*Task goal:* Show every line below that contains the word "background", copying each such line in full.

— start Extracted data —

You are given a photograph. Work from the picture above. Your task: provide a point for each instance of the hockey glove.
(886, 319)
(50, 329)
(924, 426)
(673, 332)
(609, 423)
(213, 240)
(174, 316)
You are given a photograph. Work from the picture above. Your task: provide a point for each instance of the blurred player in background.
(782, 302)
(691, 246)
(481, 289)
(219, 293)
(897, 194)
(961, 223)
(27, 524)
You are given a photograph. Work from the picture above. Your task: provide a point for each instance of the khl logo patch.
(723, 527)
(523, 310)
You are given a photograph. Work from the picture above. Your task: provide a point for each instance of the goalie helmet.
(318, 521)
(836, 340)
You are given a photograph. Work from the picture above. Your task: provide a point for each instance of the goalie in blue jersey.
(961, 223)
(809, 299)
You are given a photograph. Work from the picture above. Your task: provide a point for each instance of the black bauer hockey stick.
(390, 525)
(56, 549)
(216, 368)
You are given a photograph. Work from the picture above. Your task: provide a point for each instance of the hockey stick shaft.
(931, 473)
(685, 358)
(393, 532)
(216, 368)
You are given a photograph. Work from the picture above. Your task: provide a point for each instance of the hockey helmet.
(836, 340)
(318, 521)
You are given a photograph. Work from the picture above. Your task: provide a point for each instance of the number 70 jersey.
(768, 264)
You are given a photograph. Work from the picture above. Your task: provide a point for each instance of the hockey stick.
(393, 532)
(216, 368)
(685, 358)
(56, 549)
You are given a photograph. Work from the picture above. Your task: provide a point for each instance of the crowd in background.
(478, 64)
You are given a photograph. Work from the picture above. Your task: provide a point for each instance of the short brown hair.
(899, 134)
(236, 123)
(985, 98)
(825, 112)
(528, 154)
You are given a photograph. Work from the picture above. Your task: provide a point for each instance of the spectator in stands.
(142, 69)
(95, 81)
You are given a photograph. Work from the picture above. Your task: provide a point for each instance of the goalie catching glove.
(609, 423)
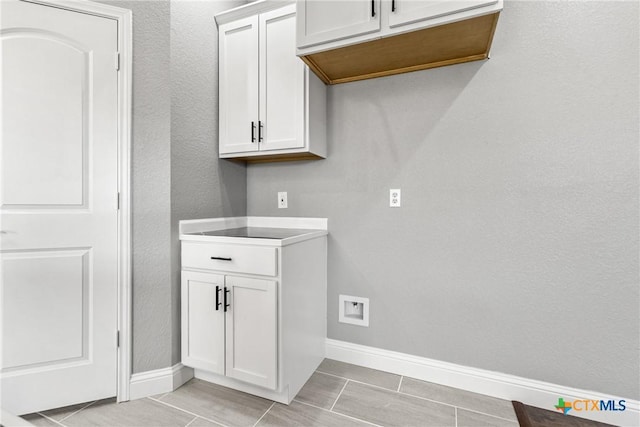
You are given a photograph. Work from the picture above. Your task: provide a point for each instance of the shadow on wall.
(390, 118)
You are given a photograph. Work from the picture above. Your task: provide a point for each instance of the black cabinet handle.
(226, 292)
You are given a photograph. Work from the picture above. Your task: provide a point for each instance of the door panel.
(281, 81)
(410, 11)
(252, 331)
(323, 21)
(202, 323)
(238, 85)
(36, 171)
(62, 335)
(58, 207)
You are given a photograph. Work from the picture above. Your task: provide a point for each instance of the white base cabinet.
(230, 325)
(253, 310)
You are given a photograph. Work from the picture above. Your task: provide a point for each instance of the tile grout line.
(81, 409)
(339, 394)
(191, 422)
(355, 381)
(265, 413)
(489, 415)
(187, 412)
(417, 397)
(50, 419)
(336, 413)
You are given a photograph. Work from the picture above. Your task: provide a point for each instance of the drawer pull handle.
(226, 292)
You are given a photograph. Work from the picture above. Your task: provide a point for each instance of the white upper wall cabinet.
(349, 40)
(403, 12)
(322, 23)
(239, 85)
(271, 107)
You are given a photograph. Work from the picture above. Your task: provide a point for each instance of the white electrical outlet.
(282, 200)
(353, 310)
(394, 198)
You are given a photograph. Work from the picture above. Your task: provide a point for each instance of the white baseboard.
(150, 383)
(503, 386)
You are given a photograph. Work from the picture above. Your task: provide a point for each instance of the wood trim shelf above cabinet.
(413, 35)
(455, 43)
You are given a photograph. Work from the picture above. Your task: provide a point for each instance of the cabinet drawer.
(235, 258)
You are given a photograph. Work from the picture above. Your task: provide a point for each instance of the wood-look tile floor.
(338, 394)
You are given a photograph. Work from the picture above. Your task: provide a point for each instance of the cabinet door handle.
(226, 292)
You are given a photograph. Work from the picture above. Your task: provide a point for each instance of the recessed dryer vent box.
(353, 310)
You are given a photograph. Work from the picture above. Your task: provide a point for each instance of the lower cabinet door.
(252, 331)
(203, 321)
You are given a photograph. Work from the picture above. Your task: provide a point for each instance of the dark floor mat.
(530, 416)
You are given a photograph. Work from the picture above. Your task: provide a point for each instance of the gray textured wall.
(202, 186)
(151, 184)
(516, 248)
(176, 173)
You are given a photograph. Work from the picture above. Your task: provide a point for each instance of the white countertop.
(294, 229)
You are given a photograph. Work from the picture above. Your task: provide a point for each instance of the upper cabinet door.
(238, 65)
(403, 12)
(322, 21)
(281, 82)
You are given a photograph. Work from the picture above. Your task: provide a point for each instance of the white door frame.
(124, 19)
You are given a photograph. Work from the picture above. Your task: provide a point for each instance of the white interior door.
(58, 207)
(281, 81)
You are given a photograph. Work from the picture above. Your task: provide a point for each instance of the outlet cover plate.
(360, 320)
(394, 198)
(282, 200)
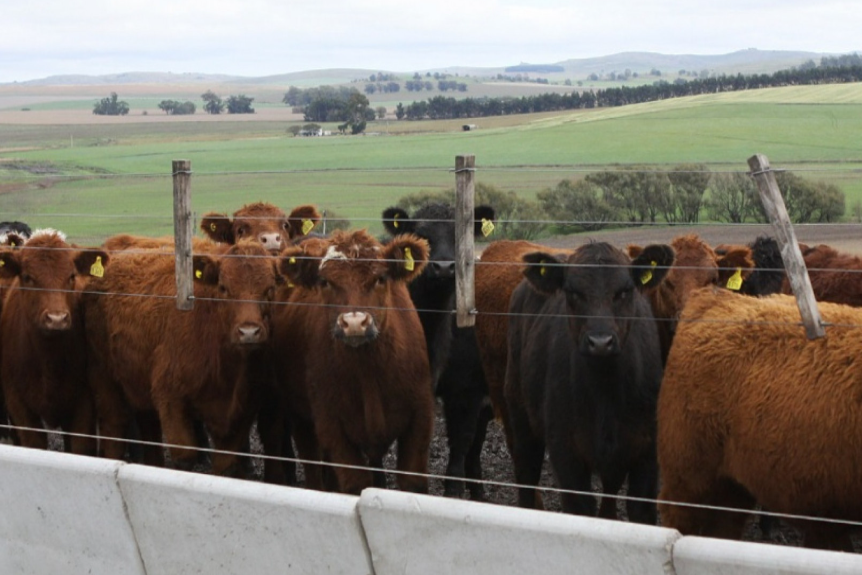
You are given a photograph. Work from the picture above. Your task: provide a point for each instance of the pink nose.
(355, 323)
(56, 320)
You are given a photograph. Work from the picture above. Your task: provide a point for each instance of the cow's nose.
(57, 320)
(442, 269)
(601, 344)
(249, 333)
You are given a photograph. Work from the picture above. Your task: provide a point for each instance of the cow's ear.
(302, 220)
(397, 221)
(299, 267)
(483, 221)
(218, 227)
(10, 265)
(651, 265)
(206, 269)
(545, 272)
(14, 240)
(734, 267)
(406, 257)
(91, 262)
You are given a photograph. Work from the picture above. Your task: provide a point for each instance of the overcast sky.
(40, 38)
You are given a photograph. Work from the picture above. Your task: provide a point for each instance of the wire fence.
(668, 232)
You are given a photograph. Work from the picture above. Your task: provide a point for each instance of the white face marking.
(332, 253)
(48, 232)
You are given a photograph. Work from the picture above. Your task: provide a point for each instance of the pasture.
(94, 176)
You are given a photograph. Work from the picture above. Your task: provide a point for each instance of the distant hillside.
(750, 61)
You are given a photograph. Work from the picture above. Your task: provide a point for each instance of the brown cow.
(351, 355)
(499, 272)
(148, 358)
(43, 367)
(263, 222)
(750, 411)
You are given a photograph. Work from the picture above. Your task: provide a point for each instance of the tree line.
(640, 196)
(441, 107)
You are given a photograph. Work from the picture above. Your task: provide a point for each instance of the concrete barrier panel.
(62, 514)
(194, 523)
(703, 556)
(418, 534)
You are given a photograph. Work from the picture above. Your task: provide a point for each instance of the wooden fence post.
(797, 273)
(465, 258)
(182, 172)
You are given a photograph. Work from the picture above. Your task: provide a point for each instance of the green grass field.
(102, 179)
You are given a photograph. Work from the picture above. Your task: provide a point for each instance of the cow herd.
(679, 372)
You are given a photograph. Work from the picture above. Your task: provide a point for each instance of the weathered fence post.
(182, 171)
(465, 262)
(797, 273)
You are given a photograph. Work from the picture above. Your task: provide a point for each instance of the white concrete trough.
(420, 534)
(62, 514)
(703, 556)
(193, 523)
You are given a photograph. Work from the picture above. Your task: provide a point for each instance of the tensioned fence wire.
(440, 477)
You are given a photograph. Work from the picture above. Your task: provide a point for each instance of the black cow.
(453, 353)
(583, 375)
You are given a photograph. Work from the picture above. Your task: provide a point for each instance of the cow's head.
(603, 289)
(697, 265)
(262, 222)
(244, 278)
(48, 275)
(357, 279)
(436, 224)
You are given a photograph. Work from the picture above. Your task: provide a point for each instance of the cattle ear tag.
(647, 275)
(735, 281)
(409, 262)
(487, 227)
(307, 226)
(97, 270)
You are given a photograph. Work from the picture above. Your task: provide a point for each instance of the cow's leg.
(82, 424)
(474, 456)
(414, 447)
(643, 489)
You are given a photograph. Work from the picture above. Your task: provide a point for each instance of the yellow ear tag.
(409, 262)
(97, 270)
(307, 226)
(487, 227)
(735, 281)
(647, 275)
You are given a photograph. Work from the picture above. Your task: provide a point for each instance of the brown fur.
(755, 412)
(360, 399)
(43, 370)
(263, 222)
(149, 358)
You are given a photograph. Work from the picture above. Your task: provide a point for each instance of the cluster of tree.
(213, 104)
(623, 95)
(387, 88)
(177, 108)
(111, 106)
(349, 107)
(638, 196)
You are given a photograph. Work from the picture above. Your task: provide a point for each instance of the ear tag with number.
(735, 281)
(647, 275)
(409, 262)
(97, 270)
(487, 227)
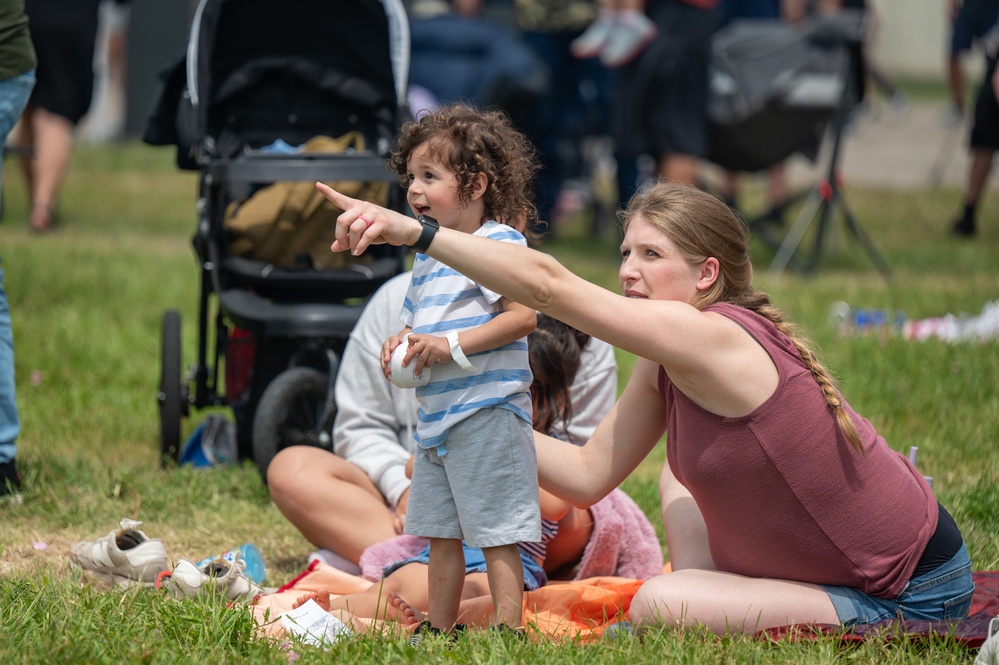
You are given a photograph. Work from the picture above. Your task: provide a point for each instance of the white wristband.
(457, 354)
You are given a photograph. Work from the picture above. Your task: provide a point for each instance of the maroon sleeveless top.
(784, 494)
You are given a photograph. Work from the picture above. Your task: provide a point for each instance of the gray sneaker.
(126, 555)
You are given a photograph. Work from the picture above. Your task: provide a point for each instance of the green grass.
(87, 302)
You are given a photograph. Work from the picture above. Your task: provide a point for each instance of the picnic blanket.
(582, 609)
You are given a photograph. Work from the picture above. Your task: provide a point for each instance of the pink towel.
(623, 544)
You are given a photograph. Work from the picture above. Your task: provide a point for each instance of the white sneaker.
(215, 577)
(989, 653)
(592, 41)
(126, 555)
(629, 36)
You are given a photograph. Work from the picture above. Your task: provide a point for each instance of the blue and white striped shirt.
(441, 300)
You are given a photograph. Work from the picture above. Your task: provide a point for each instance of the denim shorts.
(475, 562)
(943, 594)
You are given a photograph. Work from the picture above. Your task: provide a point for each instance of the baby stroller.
(258, 78)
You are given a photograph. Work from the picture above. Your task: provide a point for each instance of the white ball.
(406, 377)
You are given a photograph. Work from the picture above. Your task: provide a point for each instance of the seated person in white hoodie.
(358, 497)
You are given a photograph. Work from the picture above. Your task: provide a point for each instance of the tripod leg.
(797, 232)
(862, 238)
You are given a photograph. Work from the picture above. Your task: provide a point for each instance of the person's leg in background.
(51, 138)
(677, 88)
(14, 95)
(10, 425)
(984, 142)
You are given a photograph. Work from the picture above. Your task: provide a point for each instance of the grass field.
(87, 301)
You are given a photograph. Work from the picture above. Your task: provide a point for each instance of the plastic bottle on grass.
(255, 568)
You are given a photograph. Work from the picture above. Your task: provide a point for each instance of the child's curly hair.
(470, 142)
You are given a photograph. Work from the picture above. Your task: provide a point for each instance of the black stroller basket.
(258, 80)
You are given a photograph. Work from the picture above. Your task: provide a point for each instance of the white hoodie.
(375, 419)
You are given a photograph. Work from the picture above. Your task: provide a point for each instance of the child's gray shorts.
(484, 489)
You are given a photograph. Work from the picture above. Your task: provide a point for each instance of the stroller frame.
(299, 321)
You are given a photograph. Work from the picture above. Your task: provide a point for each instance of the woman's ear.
(708, 274)
(479, 184)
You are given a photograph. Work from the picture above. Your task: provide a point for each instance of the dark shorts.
(940, 595)
(65, 70)
(971, 23)
(662, 100)
(985, 130)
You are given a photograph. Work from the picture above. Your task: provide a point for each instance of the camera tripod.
(822, 201)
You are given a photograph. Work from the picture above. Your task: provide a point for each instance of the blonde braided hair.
(700, 226)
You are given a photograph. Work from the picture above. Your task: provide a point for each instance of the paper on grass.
(314, 625)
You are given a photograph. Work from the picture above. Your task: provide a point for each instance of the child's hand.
(363, 223)
(427, 350)
(399, 520)
(388, 346)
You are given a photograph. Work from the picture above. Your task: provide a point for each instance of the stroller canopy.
(255, 71)
(775, 86)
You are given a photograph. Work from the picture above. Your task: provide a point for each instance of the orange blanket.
(579, 609)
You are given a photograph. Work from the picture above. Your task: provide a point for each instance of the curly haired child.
(475, 473)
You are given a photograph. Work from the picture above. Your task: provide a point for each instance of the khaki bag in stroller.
(283, 222)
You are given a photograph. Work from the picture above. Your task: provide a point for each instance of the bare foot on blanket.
(322, 598)
(406, 614)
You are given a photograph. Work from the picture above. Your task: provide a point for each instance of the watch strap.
(430, 227)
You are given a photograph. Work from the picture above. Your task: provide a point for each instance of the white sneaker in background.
(592, 41)
(126, 555)
(629, 36)
(215, 577)
(989, 653)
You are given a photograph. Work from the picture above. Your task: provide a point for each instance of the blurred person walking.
(64, 34)
(17, 77)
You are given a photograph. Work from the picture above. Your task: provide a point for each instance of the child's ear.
(479, 184)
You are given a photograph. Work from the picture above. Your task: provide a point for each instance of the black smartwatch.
(430, 226)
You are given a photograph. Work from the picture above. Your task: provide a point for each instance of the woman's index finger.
(338, 199)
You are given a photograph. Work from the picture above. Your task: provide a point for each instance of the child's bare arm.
(552, 507)
(514, 322)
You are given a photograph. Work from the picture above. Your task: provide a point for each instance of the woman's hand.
(362, 224)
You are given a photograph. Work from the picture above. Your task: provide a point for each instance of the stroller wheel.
(172, 395)
(296, 409)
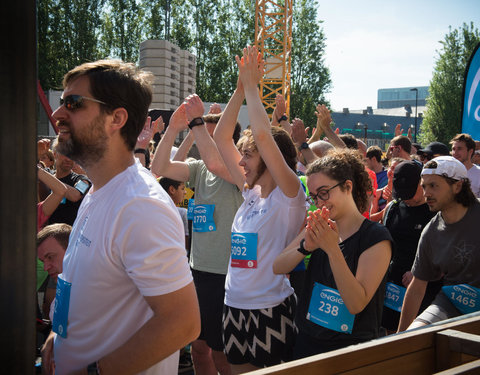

— end Extracted data —

*Complete answer:*
You are given a photograph. Work from the picture above. Your task: provide a point for each instance of the blurred player in background.
You are given a photograph. Work from the picture above. Your task: provide a point for each instance of the crowd in background.
You are given a photograph. Work from the picture above. Your task: provide a point for each instance of the person's leg in background.
You are given a photograph. Work from the picture above. Your task: provide a point for each instance of the white sneaker in background.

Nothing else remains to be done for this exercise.